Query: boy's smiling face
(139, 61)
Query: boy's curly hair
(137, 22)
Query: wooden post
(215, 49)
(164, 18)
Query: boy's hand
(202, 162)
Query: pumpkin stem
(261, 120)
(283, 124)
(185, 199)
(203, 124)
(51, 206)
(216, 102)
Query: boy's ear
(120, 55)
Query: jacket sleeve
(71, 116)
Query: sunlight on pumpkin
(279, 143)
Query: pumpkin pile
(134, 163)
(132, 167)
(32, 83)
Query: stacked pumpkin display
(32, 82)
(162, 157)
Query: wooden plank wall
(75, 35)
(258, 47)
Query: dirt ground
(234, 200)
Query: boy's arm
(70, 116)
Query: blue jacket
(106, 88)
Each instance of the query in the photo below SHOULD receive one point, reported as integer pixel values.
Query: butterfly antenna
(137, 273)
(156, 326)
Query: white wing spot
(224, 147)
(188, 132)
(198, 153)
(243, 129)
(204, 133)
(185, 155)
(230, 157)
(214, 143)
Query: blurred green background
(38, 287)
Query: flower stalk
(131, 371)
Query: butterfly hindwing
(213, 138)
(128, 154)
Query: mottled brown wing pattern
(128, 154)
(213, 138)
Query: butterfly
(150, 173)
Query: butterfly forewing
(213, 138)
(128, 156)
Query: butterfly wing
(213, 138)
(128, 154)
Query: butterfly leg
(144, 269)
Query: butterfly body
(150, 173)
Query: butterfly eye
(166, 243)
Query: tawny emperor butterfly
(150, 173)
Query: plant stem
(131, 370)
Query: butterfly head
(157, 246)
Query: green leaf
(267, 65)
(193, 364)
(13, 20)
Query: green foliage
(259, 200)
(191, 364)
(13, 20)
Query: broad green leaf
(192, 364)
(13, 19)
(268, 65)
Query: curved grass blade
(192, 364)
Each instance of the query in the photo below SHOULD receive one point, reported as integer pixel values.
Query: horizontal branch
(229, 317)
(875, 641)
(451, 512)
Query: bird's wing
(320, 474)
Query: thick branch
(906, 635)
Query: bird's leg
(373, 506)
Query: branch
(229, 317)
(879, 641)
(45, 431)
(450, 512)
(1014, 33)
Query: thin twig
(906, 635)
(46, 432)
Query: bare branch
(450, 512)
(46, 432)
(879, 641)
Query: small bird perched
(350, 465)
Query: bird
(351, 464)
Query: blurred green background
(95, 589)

**Direction:**
Reproduce each entry exactly, leaving out nothing.

**Final result:**
Query: boy's smiling face
(139, 61)
Query: boy's curly hair
(137, 22)
Query: wooden post
(215, 49)
(164, 18)
Query: boy's hand
(202, 162)
Query: pumpkin stem
(261, 120)
(283, 124)
(185, 199)
(203, 124)
(51, 206)
(216, 102)
Query: boy's ear
(120, 55)
Query: jacket sleeve
(71, 116)
Query: sunlight on pumpkin
(279, 143)
Query: pumpkin pile
(134, 163)
(132, 167)
(32, 83)
Query: stacked pumpkin display
(32, 82)
(162, 157)
Query: wooden plank wall
(75, 35)
(258, 47)
Query: dirt ground
(234, 200)
Query: boy's arm
(70, 116)
Query: blue jacket
(106, 88)
Each instance of the query in the photo below SHOULD receive one point, reported as integer pixel values.
Query: butterfly antenna
(137, 273)
(156, 326)
Query: white wing spot
(224, 147)
(188, 132)
(198, 153)
(243, 129)
(204, 133)
(185, 155)
(230, 157)
(214, 143)
Query: blurred green background
(38, 287)
Query: flower stalk
(131, 371)
Query: butterfly hindwing
(213, 138)
(128, 154)
Query: mottled brown wing pattern
(128, 154)
(213, 138)
Query: butterfly
(150, 173)
Query: butterfly forewing
(213, 138)
(128, 156)
Query: butterfly wing
(213, 138)
(128, 154)
Query: butterfly leg
(144, 269)
Query: butterfly body
(150, 173)
Query: butterfly eye
(166, 243)
Query: tawny emperor butterfly
(150, 173)
Query: plant stem
(131, 370)
Query: butterfly head
(157, 246)
Query: green leaf
(267, 65)
(193, 364)
(13, 20)
Query: green foliage
(259, 200)
(191, 364)
(13, 20)
Query: broad green leaf
(192, 364)
(13, 19)
(268, 65)
Query: curved grass blade
(192, 364)
Each instance of the query in the photo below SHOULD receive one point, reported as integer pixel values.
Query: horizontal branch
(229, 317)
(875, 641)
(451, 512)
Query: bird's wing
(320, 474)
Query: thick branch
(906, 635)
Query: bird's leg
(373, 506)
Query: branch
(229, 317)
(879, 641)
(45, 431)
(450, 512)
(1014, 33)
Query: thin twig
(906, 635)
(46, 432)
Query: bare branch
(450, 512)
(46, 432)
(879, 641)
Query: small bird perched
(350, 465)
Query: bird
(351, 464)
Query: blurred green background
(95, 589)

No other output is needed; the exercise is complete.